* GIVEN PROBLEM *
Put everything from the line containing "Q: Pick out each instance of the dense" down to the end of the data into a Markdown table. Use the columns Entry No. and Text, skip blank lines, and give each remaining line its own numbered row.

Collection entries
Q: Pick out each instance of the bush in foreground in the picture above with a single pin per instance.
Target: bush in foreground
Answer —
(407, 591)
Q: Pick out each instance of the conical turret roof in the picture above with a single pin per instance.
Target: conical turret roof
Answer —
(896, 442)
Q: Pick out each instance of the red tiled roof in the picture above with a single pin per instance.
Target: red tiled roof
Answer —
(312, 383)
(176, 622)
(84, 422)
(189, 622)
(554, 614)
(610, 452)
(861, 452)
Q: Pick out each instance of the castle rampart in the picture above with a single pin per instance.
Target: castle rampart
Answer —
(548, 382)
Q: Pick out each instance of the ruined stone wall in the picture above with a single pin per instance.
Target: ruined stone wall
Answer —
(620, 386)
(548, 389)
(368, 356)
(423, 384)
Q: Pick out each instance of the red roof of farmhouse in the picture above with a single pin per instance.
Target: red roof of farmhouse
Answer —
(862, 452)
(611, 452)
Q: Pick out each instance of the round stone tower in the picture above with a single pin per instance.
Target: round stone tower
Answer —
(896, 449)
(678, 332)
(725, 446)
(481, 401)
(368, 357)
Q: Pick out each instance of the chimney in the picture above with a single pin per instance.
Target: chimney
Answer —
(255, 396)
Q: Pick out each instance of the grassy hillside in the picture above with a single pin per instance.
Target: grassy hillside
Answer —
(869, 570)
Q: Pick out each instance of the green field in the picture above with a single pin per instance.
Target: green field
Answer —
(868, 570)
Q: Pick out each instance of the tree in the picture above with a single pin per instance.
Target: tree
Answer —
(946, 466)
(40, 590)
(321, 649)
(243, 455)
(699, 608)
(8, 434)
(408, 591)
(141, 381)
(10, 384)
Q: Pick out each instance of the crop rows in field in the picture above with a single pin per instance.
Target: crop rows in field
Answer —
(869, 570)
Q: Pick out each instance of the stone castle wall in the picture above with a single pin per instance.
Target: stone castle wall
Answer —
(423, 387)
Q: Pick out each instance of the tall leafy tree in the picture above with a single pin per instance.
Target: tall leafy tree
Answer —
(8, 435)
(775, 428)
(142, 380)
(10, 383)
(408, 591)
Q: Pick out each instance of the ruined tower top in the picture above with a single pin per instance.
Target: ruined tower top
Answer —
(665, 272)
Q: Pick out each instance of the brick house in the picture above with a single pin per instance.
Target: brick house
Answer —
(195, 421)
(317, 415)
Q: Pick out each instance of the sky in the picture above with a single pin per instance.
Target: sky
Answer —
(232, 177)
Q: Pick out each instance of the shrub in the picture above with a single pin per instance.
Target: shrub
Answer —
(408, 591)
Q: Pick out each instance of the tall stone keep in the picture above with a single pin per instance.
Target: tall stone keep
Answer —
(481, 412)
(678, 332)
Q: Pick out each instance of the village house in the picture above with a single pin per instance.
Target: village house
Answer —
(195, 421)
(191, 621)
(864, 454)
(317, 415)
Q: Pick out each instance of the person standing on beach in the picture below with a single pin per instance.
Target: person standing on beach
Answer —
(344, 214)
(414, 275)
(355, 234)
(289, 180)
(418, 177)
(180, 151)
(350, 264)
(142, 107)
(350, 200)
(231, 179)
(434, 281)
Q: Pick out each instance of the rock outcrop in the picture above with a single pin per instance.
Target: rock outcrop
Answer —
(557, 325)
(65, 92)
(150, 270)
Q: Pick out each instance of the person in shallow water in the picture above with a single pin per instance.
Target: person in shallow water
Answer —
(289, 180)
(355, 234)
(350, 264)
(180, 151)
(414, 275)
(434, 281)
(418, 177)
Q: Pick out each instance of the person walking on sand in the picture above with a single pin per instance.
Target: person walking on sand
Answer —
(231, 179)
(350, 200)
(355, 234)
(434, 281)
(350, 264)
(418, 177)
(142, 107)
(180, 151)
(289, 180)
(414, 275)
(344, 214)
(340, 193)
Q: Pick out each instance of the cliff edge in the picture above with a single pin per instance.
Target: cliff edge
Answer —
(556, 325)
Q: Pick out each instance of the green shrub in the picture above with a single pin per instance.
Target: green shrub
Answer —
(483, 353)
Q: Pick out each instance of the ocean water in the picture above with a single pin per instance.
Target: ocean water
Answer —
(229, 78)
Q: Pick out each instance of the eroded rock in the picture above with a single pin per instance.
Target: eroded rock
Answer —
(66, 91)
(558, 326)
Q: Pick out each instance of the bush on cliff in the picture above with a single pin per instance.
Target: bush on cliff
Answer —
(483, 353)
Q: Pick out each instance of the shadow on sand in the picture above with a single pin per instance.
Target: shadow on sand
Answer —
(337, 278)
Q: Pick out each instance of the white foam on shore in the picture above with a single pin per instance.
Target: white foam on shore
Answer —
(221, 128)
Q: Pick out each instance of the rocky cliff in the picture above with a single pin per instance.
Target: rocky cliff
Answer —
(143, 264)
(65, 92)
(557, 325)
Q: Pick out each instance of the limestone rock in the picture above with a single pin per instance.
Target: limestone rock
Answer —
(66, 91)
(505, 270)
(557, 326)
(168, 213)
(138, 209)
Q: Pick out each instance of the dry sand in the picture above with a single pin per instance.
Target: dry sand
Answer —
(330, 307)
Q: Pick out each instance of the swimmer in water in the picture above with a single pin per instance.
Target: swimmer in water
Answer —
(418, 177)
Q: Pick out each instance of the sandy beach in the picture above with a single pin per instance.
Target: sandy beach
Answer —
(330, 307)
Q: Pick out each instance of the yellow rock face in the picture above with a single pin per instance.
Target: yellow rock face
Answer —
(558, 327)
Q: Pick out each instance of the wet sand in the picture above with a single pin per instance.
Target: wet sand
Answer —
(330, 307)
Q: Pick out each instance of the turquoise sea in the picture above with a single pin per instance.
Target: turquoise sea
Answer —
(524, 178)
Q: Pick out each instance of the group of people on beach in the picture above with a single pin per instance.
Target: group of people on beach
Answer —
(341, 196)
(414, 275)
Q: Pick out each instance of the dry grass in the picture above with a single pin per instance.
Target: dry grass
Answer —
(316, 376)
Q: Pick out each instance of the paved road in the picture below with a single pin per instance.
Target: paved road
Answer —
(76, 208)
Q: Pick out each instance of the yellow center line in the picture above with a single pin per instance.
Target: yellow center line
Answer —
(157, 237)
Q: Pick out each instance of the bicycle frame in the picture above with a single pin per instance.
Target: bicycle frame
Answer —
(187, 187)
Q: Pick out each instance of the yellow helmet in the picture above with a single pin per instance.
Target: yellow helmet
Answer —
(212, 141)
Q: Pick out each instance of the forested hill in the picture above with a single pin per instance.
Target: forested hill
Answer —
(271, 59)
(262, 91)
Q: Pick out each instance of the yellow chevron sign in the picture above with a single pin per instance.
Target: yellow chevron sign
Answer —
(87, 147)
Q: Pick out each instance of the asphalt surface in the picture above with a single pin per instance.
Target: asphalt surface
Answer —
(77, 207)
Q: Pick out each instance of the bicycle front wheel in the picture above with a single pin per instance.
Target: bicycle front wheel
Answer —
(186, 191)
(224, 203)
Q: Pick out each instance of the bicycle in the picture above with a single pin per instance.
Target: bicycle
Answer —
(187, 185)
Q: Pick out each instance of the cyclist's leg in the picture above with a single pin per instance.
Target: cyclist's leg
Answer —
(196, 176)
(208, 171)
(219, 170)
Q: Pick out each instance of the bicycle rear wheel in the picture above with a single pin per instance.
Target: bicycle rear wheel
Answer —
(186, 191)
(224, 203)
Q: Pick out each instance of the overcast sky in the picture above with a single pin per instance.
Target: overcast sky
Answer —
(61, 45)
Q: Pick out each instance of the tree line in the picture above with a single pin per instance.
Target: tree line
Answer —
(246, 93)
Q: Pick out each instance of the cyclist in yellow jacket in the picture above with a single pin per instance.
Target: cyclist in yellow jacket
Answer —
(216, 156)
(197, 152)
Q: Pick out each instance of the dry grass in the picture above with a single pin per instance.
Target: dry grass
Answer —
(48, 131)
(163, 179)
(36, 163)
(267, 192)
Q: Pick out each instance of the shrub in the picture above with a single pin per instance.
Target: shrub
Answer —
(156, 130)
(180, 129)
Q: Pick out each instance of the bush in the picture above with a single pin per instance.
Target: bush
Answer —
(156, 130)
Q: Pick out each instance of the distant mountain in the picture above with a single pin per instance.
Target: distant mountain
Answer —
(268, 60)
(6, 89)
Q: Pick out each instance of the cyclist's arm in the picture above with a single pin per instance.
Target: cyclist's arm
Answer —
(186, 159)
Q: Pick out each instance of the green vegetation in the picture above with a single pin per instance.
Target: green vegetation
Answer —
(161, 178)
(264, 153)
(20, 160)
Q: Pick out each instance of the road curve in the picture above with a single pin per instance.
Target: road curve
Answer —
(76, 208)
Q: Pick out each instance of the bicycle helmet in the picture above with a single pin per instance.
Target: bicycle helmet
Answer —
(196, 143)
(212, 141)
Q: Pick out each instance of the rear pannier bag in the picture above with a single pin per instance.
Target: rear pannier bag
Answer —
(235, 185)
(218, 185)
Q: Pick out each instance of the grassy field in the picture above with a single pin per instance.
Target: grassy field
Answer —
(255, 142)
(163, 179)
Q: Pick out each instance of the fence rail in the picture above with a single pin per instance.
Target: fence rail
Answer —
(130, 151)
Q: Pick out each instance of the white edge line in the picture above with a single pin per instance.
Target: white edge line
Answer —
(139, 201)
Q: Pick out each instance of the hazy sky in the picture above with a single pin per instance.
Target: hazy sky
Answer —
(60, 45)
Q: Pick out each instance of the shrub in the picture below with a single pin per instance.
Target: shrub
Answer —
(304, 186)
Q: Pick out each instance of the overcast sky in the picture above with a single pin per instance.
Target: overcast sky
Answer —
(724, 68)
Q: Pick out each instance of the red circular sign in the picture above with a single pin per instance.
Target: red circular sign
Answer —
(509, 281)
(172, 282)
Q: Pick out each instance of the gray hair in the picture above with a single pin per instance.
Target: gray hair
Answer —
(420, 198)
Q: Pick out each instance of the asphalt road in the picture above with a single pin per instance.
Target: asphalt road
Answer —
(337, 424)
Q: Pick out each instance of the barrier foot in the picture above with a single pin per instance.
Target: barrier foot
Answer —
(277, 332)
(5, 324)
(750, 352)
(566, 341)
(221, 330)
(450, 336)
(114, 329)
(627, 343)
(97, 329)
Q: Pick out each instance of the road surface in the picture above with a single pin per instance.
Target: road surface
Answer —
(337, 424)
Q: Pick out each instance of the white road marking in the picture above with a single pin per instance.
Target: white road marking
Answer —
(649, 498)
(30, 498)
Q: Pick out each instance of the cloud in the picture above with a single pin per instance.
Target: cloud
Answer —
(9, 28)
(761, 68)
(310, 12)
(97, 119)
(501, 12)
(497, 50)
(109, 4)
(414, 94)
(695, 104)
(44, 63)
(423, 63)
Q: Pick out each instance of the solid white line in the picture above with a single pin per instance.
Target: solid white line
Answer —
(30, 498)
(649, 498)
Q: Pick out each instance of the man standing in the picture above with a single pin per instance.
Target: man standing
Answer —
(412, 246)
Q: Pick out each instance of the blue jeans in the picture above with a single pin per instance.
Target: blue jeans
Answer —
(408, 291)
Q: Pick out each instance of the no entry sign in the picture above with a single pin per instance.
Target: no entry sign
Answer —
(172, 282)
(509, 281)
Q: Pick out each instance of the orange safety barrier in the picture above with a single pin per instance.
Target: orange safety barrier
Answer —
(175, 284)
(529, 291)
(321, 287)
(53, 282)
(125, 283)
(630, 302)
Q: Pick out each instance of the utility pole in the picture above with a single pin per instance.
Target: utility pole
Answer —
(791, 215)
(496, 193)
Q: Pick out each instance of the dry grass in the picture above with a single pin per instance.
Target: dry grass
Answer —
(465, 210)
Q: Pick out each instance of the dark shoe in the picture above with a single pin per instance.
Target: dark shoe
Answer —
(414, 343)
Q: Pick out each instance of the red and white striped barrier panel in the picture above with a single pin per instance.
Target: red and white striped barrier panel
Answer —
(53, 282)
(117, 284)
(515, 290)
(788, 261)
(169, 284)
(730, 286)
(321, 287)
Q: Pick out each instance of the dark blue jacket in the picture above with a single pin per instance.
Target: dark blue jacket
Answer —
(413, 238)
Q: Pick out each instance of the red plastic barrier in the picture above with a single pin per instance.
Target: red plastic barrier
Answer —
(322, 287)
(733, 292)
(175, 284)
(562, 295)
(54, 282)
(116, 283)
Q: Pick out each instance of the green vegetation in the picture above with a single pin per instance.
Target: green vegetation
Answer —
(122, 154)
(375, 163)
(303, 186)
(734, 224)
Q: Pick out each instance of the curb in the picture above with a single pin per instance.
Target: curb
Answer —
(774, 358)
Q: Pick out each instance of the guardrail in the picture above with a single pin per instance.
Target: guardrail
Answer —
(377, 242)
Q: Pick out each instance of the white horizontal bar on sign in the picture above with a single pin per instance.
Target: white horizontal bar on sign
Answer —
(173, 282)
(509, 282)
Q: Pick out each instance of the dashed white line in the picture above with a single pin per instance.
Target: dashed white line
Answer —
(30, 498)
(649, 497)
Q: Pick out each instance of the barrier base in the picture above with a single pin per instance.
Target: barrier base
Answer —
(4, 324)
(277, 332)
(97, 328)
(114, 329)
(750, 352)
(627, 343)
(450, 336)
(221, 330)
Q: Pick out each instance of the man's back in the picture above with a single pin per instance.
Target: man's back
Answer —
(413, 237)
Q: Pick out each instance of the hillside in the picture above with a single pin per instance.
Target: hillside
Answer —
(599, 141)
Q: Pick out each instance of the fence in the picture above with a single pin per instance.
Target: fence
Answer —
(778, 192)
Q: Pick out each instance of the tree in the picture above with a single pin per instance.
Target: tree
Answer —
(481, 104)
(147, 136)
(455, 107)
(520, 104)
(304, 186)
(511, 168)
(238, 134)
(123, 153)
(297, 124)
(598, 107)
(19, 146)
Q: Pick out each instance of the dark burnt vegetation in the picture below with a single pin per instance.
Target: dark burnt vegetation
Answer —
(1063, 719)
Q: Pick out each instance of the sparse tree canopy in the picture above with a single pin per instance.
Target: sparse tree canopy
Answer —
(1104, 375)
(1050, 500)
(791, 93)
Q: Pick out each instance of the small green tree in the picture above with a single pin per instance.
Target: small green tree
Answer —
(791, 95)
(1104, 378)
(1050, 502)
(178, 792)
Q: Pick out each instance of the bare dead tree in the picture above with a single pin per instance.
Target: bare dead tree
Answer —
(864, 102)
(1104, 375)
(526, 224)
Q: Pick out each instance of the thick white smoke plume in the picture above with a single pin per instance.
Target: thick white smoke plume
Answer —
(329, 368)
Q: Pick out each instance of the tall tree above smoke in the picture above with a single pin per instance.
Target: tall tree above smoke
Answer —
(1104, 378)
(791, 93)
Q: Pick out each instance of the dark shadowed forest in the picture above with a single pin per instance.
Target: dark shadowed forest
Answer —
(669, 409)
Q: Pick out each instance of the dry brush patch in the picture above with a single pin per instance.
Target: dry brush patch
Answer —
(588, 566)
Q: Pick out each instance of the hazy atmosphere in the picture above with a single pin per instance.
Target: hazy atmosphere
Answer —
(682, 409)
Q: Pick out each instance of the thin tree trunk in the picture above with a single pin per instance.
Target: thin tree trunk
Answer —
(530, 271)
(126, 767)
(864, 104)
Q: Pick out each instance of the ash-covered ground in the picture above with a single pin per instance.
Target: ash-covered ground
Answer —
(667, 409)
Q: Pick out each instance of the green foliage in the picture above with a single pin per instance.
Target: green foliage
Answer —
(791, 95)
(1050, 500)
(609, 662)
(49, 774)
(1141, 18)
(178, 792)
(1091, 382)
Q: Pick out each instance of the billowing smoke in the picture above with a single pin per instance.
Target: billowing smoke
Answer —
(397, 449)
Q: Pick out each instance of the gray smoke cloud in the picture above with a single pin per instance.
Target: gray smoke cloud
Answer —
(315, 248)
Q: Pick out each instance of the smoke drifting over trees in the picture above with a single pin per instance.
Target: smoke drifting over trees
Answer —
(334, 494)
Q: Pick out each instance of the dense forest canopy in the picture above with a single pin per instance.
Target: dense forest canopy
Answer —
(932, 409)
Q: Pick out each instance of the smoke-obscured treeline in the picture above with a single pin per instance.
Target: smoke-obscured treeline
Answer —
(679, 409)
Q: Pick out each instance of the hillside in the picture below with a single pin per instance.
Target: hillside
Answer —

* TASK RESPONSE *
| Entry No. | Text |
|---|---|
| 1 | Q: Pick out each instance of the dense forest canopy in the picture above with a single pin per instance. |
| 2 | Target: dense forest canopy |
| 3 | Answer — |
| 4 | (932, 409) |
| 5 | Q: Pick out each instance of the smoke-obscured treeline in the picture above with a single pin per instance. |
| 6 | Target: smoke-obscured treeline |
| 7 | Answer — |
| 8 | (679, 409) |
| 9 | Q: Pick out each instance of the hillside in the picture below with a single pin per instance. |
| 10 | Target: hillside |
| 11 | Answer — |